*** Opening of Recorded data ***

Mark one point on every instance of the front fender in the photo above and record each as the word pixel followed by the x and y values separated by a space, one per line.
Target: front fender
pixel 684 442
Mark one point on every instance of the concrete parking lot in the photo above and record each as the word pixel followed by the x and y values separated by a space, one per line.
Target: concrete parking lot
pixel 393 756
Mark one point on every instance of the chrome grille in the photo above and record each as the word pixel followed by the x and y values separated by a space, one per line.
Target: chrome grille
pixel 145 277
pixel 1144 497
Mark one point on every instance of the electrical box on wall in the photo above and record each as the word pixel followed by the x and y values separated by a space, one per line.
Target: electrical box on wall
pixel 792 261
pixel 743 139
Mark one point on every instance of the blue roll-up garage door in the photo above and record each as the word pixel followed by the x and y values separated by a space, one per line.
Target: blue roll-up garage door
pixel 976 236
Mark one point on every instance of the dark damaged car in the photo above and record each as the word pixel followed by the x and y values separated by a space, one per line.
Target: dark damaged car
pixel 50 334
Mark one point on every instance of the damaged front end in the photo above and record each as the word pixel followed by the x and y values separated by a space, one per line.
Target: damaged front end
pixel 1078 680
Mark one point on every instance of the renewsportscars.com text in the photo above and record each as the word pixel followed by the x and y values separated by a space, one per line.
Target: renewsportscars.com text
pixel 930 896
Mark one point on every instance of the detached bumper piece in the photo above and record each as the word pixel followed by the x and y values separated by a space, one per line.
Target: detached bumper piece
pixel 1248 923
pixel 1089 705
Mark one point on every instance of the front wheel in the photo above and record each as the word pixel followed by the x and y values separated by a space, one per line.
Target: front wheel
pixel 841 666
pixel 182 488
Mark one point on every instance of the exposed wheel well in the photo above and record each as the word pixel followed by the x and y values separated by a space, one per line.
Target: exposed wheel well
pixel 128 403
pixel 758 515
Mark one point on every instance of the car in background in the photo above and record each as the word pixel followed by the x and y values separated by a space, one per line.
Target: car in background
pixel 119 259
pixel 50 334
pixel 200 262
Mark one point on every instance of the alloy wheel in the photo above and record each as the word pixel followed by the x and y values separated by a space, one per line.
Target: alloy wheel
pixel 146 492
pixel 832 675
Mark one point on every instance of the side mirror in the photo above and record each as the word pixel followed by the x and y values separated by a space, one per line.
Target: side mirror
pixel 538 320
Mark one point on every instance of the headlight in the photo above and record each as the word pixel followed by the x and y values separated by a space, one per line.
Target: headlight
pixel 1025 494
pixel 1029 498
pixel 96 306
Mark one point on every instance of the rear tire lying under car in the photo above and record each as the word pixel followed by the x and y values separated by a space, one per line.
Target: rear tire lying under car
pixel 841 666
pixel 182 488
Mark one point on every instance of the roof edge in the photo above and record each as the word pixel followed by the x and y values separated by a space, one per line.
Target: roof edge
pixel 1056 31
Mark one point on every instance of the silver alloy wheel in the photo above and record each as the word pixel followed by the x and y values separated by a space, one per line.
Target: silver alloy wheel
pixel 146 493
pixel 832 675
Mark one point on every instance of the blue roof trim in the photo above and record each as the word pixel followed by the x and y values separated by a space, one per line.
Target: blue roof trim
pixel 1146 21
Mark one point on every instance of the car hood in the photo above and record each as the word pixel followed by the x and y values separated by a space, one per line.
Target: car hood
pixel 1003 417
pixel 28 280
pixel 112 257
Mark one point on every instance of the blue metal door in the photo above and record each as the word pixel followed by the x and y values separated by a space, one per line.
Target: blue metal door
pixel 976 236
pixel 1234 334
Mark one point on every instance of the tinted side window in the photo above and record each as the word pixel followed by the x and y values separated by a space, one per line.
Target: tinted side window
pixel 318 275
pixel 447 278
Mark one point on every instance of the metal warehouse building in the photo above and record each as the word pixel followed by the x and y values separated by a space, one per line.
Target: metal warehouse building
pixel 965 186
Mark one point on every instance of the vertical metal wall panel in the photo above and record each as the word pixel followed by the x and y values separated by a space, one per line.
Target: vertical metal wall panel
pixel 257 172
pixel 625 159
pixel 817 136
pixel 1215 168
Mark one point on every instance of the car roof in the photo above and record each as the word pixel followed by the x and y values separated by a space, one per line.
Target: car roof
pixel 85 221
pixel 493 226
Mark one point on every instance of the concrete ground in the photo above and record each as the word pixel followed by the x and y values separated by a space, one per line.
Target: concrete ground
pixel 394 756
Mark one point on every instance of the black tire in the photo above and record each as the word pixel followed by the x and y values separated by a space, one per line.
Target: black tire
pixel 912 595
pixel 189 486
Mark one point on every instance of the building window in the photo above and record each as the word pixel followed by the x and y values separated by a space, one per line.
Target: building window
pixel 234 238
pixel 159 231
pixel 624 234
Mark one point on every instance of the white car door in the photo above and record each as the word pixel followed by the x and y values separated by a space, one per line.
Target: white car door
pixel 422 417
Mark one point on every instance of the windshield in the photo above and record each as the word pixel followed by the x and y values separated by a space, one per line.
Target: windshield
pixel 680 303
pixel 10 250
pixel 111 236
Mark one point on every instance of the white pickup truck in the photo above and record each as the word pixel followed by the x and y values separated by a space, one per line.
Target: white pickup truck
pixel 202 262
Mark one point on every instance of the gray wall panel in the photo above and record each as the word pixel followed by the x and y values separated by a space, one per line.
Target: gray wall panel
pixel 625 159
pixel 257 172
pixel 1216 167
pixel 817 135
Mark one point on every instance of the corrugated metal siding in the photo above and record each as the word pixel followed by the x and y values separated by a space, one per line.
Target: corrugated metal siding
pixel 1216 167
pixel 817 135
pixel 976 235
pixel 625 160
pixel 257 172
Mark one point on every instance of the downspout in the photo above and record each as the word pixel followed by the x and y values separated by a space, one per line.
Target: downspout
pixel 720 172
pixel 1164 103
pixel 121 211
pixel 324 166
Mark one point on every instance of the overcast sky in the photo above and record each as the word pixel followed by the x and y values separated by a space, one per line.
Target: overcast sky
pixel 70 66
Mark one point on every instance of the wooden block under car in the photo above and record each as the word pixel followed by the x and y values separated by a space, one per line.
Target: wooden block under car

*** Close of Recorded data ***

Word for word, copy out the data.

__Expected output__.
Mark one point on every instance of the front fender in the photo above and record each as the word pixel followed by the x and y values separated by a space, one per line.
Target: front fender
pixel 684 442
Mark one point on every instance of the concrete parking lot in the photo above and record each as the word pixel followed by the x and y values separated by a space, one per line.
Target: concrete parking lot
pixel 393 756
Mark one point on every instance of the chrome grille in the photo above and record each as the word pixel followed by the x and y values separated by a space, one per line.
Target: chrome grille
pixel 145 277
pixel 1144 497
Mark one point on every instance of the electrical box on wall in the photo above and record each as the word pixel followed by the x and y values separated by a space, one per line.
Target: electrical box on wall
pixel 792 261
pixel 743 139
Mark one point on every instance of the blue roll-up garage door in the photo above and record each as the word pixel followed by the x and y values separated by a space, one per line.
Target: blue roll-up garage door
pixel 976 236
Mark one point on every instance of the dark damaged car in the photo above and record each as the word pixel followed by the x and y values separated by a space, one per line.
Target: dark damaged car
pixel 50 334
Mark one point on every instance of the damaged front end in the photo above and record each as the word pixel followed by the x and y values separated by a space, one per line.
Target: damaged front end
pixel 1078 680
Mark one point on every instance of the renewsportscars.com text in the photo above and record each as the word pixel followed by the x and y values separated by a space, one per line.
Target: renewsportscars.com text
pixel 930 896
Mark one point on every instance of the detached bumper piece in the photo above and record each as the word pixel followed by the x and y values separated by a space, one per line.
Target: detached bumper piece
pixel 1248 923
pixel 1089 705
Mark one point on every instance of the front wheel in the photo above and record each as the word pixel followed by the x and y values separated by a space, one per line.
Target: front wheel
pixel 841 666
pixel 182 488
Mark one point on every instance of the exposed wheel well in the photo above and record each as the word pixel followed by the x and y values separated by a space, one per line.
Target: exposed wheel well
pixel 128 403
pixel 758 515
Mark one point on every instance of the car in background in the photo above and record each as the word pixel followed by the x and y values separated by a space, one per line.
Target: car in background
pixel 119 259
pixel 50 334
pixel 200 262
Mark one point on every instance of the alloy wheel in the photo above and record each as the word pixel followed by the x and y values separated by a space, one per line.
Target: alloy wheel
pixel 146 492
pixel 832 675
Mark one point on every instance of the side mirror in the photo above and record each as the word pixel followed by the x and y values separated by a space, one per line.
Target: side mirror
pixel 538 320
Mark one point on every instance of the headlight in the photo above and record each as the word pixel followed by the x and y values separated by a space, one per line.
Target: headlight
pixel 1025 494
pixel 1029 498
pixel 96 306
Mark one point on every instance of the rear tire lying under car in the photo above and record each as the word pixel followed by the x and y values separated by a space, one per line.
Target: rear tire lying under car
pixel 841 666
pixel 182 488
Mark one point on every instance of the roof edge in the photo above and record each as the word pixel followed by the x and y values separated by a space, one per line.
Target: roof edge
pixel 1056 31
Mark one point on every instance of the silver alloy wheel in the photo above and record each as the word pixel followed by the x and y values separated by a space, one per line.
Target: silver alloy wheel
pixel 146 493
pixel 832 675
Mark one point on every instance of the blue roof trim in the photo above and record each as the word pixel followed by the x and y values separated by a space, one per line.
Target: blue roof trim
pixel 1146 21
Mark one point on every instance of the car hood in the photo above and record each as the word pixel followed by the x and y values separated by a space, one per line.
Target: car hood
pixel 1003 417
pixel 28 280
pixel 112 257
Mark one point on every instance of the blue metal door in the photo above and record each as the word pixel followed by the x and y values separated by a space, one per line.
Target: blue metal door
pixel 976 236
pixel 1234 334
Mark one point on every instance of the tinted side window in the photo above and record each as the word pixel followed by the x and y values separated by a space, one per line.
Target: tinted side window
pixel 318 275
pixel 447 278
Mark one point on every instance of the metal warehouse building in the photo above and record each as the word pixel followed by the x and y values separated by a space, one per line.
Target: metal warehouse building
pixel 965 186
Mark one point on every instance of the vertical metal wall panel in the photo above and record each as the word pixel followed by the x and y values separated by a space, one per line.
Target: vertical metal wall panel
pixel 257 172
pixel 625 159
pixel 817 136
pixel 1215 168
Mark one point on every instance of the car roof in the photo above and record each as the word pixel followed by the x and y values separated by a space, one per line.
Target: car roof
pixel 85 221
pixel 493 226
Mark one point on every instance of the concrete ground in the photo above and record each as the word pixel followed by the x and y values separated by a space, one per line.
Target: concrete ground
pixel 394 756
Mark one point on every instance of the black tire in the photo above and record each as the word pixel followed by the x and y values separated by a space, one per line.
Target: black tire
pixel 912 595
pixel 189 486
Mark one point on every instance of the building window in the photo above and record each as the word pixel followed by the x and y values separated by a space, one per line.
Target: building window
pixel 234 238
pixel 159 231
pixel 624 234
Mark one point on every instance of the white car door in the photo above and record each as the word pixel followed by the x and y values separated by a space, one per line.
Target: white car door
pixel 422 417
Mark one point on every instance of the windshield in the photo above and record each as the word pixel followed by the x and y values separated by a space, one per line.
Target: windshield
pixel 680 303
pixel 10 250
pixel 111 236
Mark one point on every instance of the white pickup truck in the photo above and record each as the word pixel followed by the x and y values separated by a space, one per line.
Target: white pickup truck
pixel 202 262
Mark one point on every instance of the gray wall panel in the photo above and record each as the word pixel followed by the x and y values separated by a space, one per line.
Target: gray wall panel
pixel 625 159
pixel 257 172
pixel 1216 167
pixel 817 135
Mark one point on every instance of the corrugated metal siding in the photo above and record each as the word pixel followed by the x and y values separated by a space, one per line.
Target: corrugated metal siding
pixel 1216 167
pixel 817 135
pixel 976 235
pixel 625 160
pixel 257 172
Mark one point on every instance of the downspout in the photo above and record each as the word pixel followed by the x and y values separated by a space, one per line.
Target: downspout
pixel 720 172
pixel 1164 103
pixel 121 211
pixel 324 166
Mark one point on every instance of the overcast sky in the photo above and record each as the word pixel followed by the x and y values separated by a space, one per line.
Target: overcast sky
pixel 70 66
Mark one point on every instance of the wooden block under car in the photo above and record each as the word pixel followed by the x and y values separated by a space, one per line.
Target: wooden block under car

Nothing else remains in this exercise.